Required task:
Report every line of the entries below that contains the word "target", reproducing each such line in full. Case counts.

Data entries:
++++++++++++++++++++
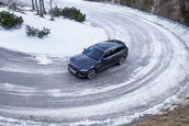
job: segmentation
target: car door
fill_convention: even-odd
[[[116,47],[113,51],[112,51],[112,60],[114,64],[116,64],[121,57],[123,56],[122,53],[123,53],[123,49],[124,47]]]
[[[113,49],[111,50],[108,50],[103,57],[102,57],[102,60],[101,62],[99,64],[99,70],[103,70],[110,66],[112,66],[113,64],[113,60],[114,60],[114,57],[113,57]]]

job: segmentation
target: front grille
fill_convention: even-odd
[[[74,67],[74,66],[71,66],[71,65],[69,65],[69,68],[71,68],[71,69],[74,69],[74,70],[76,70],[76,71],[79,71],[76,67]]]

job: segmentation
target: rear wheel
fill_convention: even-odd
[[[124,59],[125,59],[124,57],[121,57],[118,64],[119,64],[119,65],[123,65]]]
[[[88,79],[92,79],[92,78],[94,78],[96,76],[97,76],[97,70],[91,69],[91,70],[88,71],[87,78],[88,78]]]

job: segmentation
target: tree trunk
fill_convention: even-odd
[[[35,10],[34,1],[32,0],[32,10]]]
[[[44,3],[44,0],[42,0],[42,11],[43,11],[43,14],[46,14],[46,11],[45,11],[45,3]]]
[[[43,3],[42,3],[42,0],[38,0],[38,4],[40,4],[40,16],[43,18]]]
[[[54,21],[54,18],[53,18],[53,12],[52,12],[52,10],[53,10],[53,4],[52,4],[52,2],[53,2],[53,0],[49,0],[49,14],[51,14],[51,21]]]

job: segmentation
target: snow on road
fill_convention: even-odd
[[[0,8],[0,11],[7,10]],[[34,12],[26,14],[14,12],[24,20],[21,30],[0,31],[0,46],[12,50],[30,54],[48,54],[59,56],[71,56],[82,51],[84,48],[108,39],[102,28],[92,26],[89,22],[78,23],[63,18],[49,21],[49,16],[40,18]],[[51,28],[51,34],[44,39],[29,37],[25,26]]]
[[[86,30],[86,36],[90,30],[94,32],[92,35],[99,33],[101,37],[96,41],[109,36],[125,42],[130,48],[126,62],[99,73],[93,80],[80,80],[69,75],[66,61],[68,58],[64,56],[78,53],[82,46],[97,42],[84,42],[66,55],[65,51],[55,50],[55,54],[64,55],[57,55],[58,58],[55,54],[54,58],[43,55],[52,54],[53,50],[38,51],[37,48],[37,51],[32,51],[41,55],[34,57],[1,50],[0,100],[3,103],[0,102],[0,124],[121,125],[146,114],[162,113],[162,110],[189,95],[188,27],[121,5],[80,0],[56,0],[54,4],[81,9],[87,13],[87,23],[101,28],[75,22],[73,24],[62,19],[56,20],[57,23],[79,25]],[[30,12],[24,16],[29,15],[37,18]],[[49,25],[52,30],[54,25],[56,24]],[[21,35],[20,32],[18,34]],[[58,33],[57,38],[63,37],[59,35]],[[34,46],[40,41],[26,36],[21,38],[34,41]],[[55,37],[46,37],[38,46],[46,43],[48,45],[51,38]],[[43,43],[45,41],[47,42]],[[24,51],[14,47],[11,49]]]

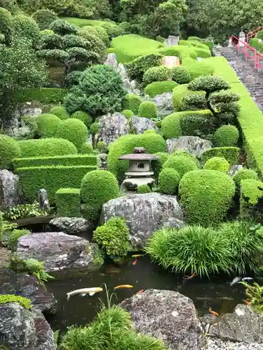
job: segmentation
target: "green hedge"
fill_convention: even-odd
++++++++++++++++++++
Output below:
target: car door
target: front grille
target: rear wheel
target: tree trunk
target: snow on road
target: "green hedge"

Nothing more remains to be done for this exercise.